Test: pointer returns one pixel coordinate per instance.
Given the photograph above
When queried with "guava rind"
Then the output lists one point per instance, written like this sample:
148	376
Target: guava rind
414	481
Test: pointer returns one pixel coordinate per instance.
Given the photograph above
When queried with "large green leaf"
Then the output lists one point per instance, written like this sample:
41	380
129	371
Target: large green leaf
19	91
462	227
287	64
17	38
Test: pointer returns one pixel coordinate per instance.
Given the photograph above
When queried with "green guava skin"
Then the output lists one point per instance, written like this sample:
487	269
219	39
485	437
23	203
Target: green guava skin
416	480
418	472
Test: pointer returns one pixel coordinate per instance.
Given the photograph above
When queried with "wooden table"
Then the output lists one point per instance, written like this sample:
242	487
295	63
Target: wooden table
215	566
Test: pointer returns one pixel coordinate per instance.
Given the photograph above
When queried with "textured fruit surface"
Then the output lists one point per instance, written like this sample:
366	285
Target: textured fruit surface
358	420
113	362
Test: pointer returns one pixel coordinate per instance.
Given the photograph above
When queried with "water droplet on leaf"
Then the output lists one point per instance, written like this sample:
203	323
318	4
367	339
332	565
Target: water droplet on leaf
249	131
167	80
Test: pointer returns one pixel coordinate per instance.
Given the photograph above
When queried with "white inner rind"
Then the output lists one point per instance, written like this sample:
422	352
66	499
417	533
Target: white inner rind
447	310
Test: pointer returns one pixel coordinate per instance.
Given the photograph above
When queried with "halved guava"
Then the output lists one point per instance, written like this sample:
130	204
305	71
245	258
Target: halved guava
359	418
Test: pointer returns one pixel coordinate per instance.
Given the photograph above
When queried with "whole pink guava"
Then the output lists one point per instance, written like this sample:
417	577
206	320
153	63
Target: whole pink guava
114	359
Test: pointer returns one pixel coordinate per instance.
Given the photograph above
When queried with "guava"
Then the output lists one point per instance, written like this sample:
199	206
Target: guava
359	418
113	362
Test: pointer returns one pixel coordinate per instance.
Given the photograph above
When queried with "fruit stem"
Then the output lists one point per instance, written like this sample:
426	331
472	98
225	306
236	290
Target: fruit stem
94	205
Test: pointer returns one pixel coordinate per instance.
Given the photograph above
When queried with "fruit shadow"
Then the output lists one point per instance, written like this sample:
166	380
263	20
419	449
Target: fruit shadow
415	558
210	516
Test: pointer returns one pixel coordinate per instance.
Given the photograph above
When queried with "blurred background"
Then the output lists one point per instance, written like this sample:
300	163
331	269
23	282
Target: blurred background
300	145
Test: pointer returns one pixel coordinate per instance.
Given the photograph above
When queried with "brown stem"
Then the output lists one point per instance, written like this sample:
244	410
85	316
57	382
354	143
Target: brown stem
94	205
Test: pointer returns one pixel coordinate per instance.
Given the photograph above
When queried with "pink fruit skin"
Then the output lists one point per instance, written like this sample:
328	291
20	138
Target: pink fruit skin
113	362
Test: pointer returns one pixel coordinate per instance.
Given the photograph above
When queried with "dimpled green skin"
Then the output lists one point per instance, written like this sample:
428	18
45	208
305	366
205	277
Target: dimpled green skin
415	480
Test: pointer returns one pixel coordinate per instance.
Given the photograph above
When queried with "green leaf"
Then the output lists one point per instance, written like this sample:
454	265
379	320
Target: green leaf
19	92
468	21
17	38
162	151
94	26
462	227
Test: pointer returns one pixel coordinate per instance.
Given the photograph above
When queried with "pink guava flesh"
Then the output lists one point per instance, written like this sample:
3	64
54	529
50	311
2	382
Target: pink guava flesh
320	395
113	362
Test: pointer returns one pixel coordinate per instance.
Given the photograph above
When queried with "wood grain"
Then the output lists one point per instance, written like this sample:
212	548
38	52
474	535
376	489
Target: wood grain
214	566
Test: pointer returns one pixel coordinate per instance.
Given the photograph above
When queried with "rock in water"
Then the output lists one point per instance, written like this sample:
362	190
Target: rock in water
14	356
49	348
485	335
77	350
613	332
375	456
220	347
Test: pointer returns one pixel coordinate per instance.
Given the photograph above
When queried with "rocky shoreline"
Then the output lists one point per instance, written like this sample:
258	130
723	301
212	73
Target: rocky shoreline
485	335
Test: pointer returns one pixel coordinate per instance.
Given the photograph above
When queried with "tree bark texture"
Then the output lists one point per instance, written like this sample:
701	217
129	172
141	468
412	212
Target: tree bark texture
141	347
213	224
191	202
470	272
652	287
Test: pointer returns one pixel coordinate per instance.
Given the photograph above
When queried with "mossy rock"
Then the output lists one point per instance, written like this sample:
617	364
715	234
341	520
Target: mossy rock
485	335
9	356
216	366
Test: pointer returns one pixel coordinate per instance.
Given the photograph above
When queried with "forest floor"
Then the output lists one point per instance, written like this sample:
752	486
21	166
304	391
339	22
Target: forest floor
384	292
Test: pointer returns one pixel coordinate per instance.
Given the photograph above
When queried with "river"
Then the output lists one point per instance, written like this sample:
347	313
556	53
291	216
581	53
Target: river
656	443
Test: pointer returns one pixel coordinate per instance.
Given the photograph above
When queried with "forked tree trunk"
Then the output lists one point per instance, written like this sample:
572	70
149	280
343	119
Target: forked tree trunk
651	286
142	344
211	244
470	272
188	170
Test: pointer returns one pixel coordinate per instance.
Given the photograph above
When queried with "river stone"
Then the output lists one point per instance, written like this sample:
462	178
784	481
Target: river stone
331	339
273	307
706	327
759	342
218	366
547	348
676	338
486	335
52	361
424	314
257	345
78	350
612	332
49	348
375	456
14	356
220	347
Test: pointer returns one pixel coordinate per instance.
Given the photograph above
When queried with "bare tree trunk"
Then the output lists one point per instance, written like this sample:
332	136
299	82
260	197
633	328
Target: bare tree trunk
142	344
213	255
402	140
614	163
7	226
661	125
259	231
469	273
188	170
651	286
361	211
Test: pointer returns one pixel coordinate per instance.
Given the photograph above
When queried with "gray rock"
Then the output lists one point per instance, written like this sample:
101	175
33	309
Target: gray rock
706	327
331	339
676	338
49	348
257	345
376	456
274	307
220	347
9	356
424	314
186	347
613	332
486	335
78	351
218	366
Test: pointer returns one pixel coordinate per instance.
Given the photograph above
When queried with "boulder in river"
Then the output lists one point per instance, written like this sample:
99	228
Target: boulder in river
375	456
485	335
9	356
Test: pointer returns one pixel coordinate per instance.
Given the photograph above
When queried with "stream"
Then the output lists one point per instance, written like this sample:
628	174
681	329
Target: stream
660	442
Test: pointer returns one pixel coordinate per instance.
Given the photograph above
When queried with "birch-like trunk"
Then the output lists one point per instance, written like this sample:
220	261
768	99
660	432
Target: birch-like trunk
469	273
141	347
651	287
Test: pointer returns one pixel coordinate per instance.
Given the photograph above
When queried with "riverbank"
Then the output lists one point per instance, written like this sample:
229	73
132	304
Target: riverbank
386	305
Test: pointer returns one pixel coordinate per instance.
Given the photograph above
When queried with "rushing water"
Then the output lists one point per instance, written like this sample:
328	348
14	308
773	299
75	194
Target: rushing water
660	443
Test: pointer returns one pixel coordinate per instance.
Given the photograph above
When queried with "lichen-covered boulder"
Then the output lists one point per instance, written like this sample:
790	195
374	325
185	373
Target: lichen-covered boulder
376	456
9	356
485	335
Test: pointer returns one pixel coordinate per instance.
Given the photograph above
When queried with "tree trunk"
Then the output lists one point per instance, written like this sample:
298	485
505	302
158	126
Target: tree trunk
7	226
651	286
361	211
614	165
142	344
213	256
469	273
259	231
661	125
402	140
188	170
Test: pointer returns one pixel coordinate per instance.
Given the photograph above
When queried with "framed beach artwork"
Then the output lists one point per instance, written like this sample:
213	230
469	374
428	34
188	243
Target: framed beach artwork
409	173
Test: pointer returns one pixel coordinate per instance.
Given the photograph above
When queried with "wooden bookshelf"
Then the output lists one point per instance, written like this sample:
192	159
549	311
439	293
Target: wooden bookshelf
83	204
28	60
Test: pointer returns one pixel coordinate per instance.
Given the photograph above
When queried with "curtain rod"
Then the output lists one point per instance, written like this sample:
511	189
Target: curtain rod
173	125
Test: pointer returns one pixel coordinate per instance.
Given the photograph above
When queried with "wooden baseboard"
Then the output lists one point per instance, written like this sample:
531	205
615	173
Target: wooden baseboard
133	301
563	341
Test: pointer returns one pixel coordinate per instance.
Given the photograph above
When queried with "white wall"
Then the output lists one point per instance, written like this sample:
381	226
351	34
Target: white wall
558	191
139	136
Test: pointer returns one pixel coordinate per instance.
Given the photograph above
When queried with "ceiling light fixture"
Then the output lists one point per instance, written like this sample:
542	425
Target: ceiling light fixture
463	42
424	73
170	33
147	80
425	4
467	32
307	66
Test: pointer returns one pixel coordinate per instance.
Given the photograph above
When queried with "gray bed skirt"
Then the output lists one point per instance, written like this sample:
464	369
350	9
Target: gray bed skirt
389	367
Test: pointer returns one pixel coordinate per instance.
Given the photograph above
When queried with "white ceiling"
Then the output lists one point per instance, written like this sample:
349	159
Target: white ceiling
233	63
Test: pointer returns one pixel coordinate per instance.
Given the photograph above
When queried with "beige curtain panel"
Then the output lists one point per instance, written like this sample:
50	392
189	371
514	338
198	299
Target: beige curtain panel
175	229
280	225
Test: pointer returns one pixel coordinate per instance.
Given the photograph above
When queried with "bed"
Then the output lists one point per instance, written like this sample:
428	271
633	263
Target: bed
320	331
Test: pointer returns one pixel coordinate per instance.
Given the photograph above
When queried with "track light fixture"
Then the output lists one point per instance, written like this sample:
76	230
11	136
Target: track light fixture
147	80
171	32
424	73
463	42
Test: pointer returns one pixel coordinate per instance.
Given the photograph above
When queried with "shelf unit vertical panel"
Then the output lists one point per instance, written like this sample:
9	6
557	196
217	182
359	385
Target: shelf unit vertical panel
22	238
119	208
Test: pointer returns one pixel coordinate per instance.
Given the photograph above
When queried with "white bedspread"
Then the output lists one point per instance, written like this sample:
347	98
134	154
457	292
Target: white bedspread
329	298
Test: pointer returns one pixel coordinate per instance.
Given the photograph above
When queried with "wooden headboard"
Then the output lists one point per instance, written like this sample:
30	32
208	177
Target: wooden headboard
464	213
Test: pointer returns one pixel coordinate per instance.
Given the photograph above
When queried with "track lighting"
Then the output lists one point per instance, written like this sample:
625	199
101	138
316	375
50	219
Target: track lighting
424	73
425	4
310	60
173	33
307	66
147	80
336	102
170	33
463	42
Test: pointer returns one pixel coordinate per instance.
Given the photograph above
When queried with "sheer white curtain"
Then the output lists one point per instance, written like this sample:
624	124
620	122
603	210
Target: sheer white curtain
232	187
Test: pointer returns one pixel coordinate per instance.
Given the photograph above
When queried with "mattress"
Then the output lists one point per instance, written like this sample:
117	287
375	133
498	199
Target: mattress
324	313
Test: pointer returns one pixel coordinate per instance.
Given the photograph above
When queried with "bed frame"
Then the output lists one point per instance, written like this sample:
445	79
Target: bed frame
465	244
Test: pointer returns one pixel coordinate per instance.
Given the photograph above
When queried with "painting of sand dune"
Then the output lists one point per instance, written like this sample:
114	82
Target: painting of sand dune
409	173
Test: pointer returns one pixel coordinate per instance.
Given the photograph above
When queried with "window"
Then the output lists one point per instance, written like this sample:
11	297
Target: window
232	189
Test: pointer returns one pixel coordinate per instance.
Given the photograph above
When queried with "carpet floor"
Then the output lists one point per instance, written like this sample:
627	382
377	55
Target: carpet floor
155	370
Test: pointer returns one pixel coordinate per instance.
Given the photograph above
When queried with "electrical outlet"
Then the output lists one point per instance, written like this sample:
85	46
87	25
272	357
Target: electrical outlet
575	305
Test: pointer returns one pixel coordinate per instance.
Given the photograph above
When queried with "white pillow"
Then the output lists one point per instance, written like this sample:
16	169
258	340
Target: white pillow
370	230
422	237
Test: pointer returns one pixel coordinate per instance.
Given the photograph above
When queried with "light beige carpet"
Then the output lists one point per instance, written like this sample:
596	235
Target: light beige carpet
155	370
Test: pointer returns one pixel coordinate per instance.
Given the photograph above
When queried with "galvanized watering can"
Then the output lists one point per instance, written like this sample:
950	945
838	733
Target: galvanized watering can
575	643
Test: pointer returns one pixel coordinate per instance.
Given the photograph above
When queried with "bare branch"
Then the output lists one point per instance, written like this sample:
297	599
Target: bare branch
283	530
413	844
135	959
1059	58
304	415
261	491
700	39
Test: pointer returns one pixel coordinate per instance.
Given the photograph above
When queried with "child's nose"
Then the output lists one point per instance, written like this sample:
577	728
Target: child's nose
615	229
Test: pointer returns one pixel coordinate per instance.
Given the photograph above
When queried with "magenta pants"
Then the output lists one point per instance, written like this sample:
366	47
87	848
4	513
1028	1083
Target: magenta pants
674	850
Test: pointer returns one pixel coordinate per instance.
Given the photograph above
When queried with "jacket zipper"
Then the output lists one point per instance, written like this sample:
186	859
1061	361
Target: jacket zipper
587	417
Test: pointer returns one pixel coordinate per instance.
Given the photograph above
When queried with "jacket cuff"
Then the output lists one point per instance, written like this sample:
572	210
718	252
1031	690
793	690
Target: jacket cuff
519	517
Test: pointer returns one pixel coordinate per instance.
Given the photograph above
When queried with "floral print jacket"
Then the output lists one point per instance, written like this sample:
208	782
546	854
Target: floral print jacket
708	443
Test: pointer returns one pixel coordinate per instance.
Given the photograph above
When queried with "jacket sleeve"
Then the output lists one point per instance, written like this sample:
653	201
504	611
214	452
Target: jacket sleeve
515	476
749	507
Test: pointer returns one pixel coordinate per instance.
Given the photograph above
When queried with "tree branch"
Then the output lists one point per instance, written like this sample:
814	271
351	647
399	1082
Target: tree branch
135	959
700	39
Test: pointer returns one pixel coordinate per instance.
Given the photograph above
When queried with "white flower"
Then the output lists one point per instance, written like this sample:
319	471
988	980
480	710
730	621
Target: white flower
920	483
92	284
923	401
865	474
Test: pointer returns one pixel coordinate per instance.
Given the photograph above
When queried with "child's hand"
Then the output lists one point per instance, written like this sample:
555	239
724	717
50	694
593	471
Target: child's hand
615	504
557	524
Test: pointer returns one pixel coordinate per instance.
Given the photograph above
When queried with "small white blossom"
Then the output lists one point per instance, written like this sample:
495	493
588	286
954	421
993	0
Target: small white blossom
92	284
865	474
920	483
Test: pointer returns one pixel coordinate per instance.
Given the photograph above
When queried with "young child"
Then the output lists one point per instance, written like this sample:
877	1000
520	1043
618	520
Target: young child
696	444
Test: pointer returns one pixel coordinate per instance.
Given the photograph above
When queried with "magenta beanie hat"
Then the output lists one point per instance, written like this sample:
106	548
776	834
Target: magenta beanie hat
# # # #
(Description of the task):
Look through the listing and return each line containing the word "beanie".

(Result):
When queried with "magenta beanie hat"
Target: magenta beanie hat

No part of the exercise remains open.